__A block of data__:
+++

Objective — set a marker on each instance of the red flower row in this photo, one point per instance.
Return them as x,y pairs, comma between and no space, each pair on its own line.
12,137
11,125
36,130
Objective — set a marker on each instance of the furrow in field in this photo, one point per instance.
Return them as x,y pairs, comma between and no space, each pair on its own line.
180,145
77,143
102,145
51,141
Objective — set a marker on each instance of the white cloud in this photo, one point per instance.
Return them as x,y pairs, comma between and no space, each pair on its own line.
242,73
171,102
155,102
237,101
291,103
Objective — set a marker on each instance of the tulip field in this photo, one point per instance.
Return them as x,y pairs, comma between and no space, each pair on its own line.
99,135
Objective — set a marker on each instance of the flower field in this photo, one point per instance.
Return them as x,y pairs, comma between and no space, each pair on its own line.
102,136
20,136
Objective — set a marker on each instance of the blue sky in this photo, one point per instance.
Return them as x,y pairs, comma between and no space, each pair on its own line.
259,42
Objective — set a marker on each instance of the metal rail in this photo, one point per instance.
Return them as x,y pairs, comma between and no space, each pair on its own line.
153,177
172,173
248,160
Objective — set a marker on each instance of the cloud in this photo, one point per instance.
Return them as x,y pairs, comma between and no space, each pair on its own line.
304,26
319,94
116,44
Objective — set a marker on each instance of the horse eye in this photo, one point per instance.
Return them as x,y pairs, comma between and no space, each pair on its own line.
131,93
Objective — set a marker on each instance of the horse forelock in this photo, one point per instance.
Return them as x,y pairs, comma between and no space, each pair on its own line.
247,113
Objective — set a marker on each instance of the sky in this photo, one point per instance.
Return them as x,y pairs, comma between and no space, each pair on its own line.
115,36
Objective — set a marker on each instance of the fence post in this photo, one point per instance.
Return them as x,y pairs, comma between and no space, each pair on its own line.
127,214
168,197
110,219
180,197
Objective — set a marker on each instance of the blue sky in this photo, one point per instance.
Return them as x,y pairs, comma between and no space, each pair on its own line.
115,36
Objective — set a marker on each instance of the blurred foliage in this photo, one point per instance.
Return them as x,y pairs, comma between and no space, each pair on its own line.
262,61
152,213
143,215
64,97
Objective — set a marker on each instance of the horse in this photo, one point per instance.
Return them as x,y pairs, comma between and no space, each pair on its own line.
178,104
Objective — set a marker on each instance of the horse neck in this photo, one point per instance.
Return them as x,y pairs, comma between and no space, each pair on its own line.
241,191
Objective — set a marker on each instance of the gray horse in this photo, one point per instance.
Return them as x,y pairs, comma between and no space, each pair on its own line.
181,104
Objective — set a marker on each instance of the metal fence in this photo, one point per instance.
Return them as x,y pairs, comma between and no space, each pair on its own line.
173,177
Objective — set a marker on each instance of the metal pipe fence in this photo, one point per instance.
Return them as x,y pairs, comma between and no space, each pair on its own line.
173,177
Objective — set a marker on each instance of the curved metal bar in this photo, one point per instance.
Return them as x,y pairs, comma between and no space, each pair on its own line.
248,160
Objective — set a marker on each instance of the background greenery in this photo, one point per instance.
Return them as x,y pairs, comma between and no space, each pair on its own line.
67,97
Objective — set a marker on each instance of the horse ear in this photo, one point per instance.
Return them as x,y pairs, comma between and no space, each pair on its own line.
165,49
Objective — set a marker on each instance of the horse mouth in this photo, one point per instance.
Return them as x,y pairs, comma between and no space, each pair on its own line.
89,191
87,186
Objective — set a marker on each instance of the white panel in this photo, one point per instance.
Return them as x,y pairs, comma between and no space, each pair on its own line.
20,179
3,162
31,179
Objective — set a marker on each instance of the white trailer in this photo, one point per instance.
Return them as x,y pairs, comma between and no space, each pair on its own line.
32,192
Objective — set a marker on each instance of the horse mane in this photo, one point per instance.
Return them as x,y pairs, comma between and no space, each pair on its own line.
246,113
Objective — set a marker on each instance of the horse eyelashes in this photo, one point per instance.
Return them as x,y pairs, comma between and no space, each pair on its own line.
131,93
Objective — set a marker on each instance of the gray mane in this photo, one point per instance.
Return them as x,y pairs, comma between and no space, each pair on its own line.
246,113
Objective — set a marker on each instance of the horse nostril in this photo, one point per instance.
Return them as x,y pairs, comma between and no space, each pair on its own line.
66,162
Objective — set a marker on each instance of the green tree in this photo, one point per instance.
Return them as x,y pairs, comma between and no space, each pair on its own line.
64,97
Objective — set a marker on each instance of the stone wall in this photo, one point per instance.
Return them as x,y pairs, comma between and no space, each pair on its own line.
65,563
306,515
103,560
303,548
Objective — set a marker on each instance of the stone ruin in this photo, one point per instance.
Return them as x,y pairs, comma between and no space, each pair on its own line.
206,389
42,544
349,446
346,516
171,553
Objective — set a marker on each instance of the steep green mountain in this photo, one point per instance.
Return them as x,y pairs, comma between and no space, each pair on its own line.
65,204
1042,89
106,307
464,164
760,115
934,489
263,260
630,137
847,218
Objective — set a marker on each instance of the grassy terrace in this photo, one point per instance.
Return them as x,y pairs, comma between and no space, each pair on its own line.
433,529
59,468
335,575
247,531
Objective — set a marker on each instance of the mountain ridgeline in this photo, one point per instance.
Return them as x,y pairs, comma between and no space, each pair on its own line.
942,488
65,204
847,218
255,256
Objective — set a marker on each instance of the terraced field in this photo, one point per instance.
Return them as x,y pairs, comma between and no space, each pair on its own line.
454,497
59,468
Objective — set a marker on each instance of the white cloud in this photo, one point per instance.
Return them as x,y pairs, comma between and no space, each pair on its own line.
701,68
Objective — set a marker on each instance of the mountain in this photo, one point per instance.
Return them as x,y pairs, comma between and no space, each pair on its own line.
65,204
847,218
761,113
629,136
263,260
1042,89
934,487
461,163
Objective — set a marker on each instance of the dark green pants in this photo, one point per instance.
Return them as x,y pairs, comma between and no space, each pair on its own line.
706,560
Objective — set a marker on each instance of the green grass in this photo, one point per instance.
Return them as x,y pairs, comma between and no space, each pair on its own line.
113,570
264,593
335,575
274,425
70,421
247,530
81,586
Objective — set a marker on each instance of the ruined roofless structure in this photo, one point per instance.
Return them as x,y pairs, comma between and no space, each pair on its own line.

+++

__SET TASK__:
Restate the whole listing exactly.

__RESPONSE TO THE EXERCISE__:
Objective — set a marker on each instance of the red flower row in this photo, one point per instance.
Return them as x,y pairs, comma between and no space, each pair on its own line.
12,137
11,125
36,130
Objective — set a marker on each instance of the furrow in field in this photo, one point per instance.
Return them as x,y pairs, comma between and no space, each pair on its own line.
180,145
77,143
102,145
51,141
Objective — set a marker on each instance of the white cloud in this photo, one point per instance.
Return them as x,y pairs, comma between and no space, each pair on its own line.
242,73
171,102
155,102
237,101
291,103
Objective — set a marker on each instance of the tulip field in this photo, one point per instance.
Return them as x,y pairs, comma between and no space, each pair on its own line.
99,135
Objective — set a marker on each instance of the flower field in this photo, one point per instance.
Return them as x,y pairs, comma between and no space, each pair on its own line.
102,136
20,136
Objective — set a marker on each instance of the blue sky in this photo, one point per instance.
Return them as x,y pairs, comma between and no space, each pair on its own line.
259,42
Objective — set a marker on each instance of the metal rail in this photo, one point per instance.
Return them as x,y pairs, comma between and no space, each pair on its own line.
153,177
172,173
248,160
Objective — set a marker on each instance of the cloud in this photo, one point per instance.
Return them as x,y pairs, comma between and no space, each pair on its own line.
304,26
319,94
116,44
Objective — set a marker on each instance of the horse eye in this photo, one point per instance.
Return them as x,y pairs, comma between and no space, each pair on its own line.
131,93
Objective — set a marker on each instance of the horse forelock in this photo, one point per instance.
Return them as x,y pairs, comma between and no space, each pair on its own line.
247,113
Objective — set a marker on each instance of the sky in this photo, one point per instance.
Return them as x,y pairs, comma between and no space, each pair on its own line.
115,36
Objective — set a marker on each instance of the fence post in this photo, one point per instance.
Return them as x,y pairs, comma between and no space, each pair on its own line.
127,214
168,197
110,219
180,197
Objective — set a marker on each instance of the blue sky in this photo, one point per instance.
Return them as x,y pairs, comma between and no space, each pair on its own line.
115,36
Objective — set a marker on each instance of the blurred foliage in this photo, one point per instance.
Return them as x,y pairs, comma between and no space, each pair on its own line.
262,61
152,213
143,215
64,97
Objective — set a marker on each instance of the horse in this photo, one point per instance.
Return them as x,y pairs, comma between and no space, each pair on its own line.
178,104
Objective — set a marker on each instance of the horse neck in this photo, one point per instance.
Return them as x,y pairs, comma between and no space, each pair on its own line.
241,191
Objective — set a marker on each instance of the gray horse in this photo, one point per instance.
Return them as x,y pairs, comma between and no space, each pair on its own line.
181,104
Objective — set a marker on each instance of the metal fence in this photo, one point per instance.
Return them as x,y pairs, comma between and no space, each pair on its own line.
173,177
Objective — set a marker on each instance of the metal pipe fence in this photo, one point per instance.
Return them as x,y pairs, comma between and no space, each pair on its own line.
173,177
Objective — set a marker on each instance of the curved metal bar in this photo, one point per instance.
Return them as x,y pairs, comma between and no space, each pair on its own line.
248,160
Objective — set a marker on each instance of the background greenery in this photo, one point per instance.
Return them as x,y pairs, comma between and no space, each pair on its own line.
67,97
Objective — set a marker on each instance of the horse ear in this photo, one point per instance.
Return them as x,y pairs, comma between and no space, each pair on its own line.
165,49
Objective — set a marker on each instance of the horse mouth in this photo, one point per instance.
Return them as x,y pairs, comma between and no space, each pair on its own line.
89,191
87,186
Objective — set a marker on each instance of the white panel in this photo, one point per instance.
Return them as x,y pairs, comma between and no space, each pair on its own line.
20,179
3,162
31,179
Objective — set a marker on each instance of the white trailer in this photo, one point per instance.
Return them as x,y pairs, comma between and no space, each pair on its own line.
32,192
Objective — set a marker on each instance of the horse mane in this photo, one point per instance.
Return them as x,y pairs, comma between and no space, each pair on its own line.
246,113
Objective — set a marker on each instance of the horse eyelashes in this photo, one point per instance.
Return them as x,y pairs, comma between and no space, each pair on its own line.
131,93
Objective — set a marker on each instance of the gray mane in this photo, one point per instance.
Return them as x,y pairs, comma between and no space, each pair on its own line.
246,113
Objective — set a marker on each instance of the horse nostril in this photo, one point per instance.
Return them as x,y pairs, comma between and no space, each pair on its own line.
66,162
Objective — set a marker on each instance of the green tree in this photo, one point per instance.
Return them as x,y pairs, comma between and no space, each pair on its own line.
64,97
Objective — set a marker on each instance of the stone wall in this photo, one point per instance.
Return them as x,y pairs, comma between and no space, each pair on its own line.
65,563
306,515
103,560
303,548
Objective — set a marker on each instance of the stone ruin in this photo, one point per instance.
Return them as x,y pairs, comma between and no space, each pair on its own line.
206,389
42,544
349,446
346,516
171,553
Objective — set a marker on each instance of the steep green mountain in this photo, one point per instance.
Return them as x,y pairs, comma between and no space, each pair on its own line.
65,204
1042,89
106,307
464,164
760,115
934,489
263,260
630,137
847,218
Objective — set a marker on each instance of the grassy terrace in this photo, one point per instance.
Return them as x,y pairs, comma between and no space, each pair on its own line.
433,529
59,468
335,575
247,531
Objective — set a marker on each instance of the mountain ridgeline in this photo, one point per instance.
Return them as x,y pairs, comma between and no space, each pair on its own line.
942,488
65,204
847,218
255,256
Objective — set a marker on each instance of the terraced field in this photo, one point per instance.
Return them as x,y pairs, comma between and no space, each pair on its own line.
454,497
59,468
Objective — set a marker on each instance of the white cloud in this photo, one point per instance.
Return them as x,y pairs, comma between and no space, each pair on its own line.
701,68
Objective — set a marker on each instance of the mountain in this photo, one point per instance.
Return them as x,y pairs, comma between and no space, each pair on its own line.
65,204
847,218
761,113
629,136
263,260
1042,89
934,487
461,163
Objective — set a marker on each instance of the dark green pants in this photo, one point per instance.
Return them as x,y pairs, comma between and no space, each pair on its own line.
706,560
Objective — set a marker on each instance of the green grass in this photo, one point per instance.
Return them as x,y pairs, comma between and no space, each pair on its own line.
113,570
264,593
335,575
274,425
70,421
247,530
81,586
Objective — set a marker on each instance of the ruined roofless structure in this photo, one point per instance.
Return them as x,y pairs, comma between and no space, each pair on its own line.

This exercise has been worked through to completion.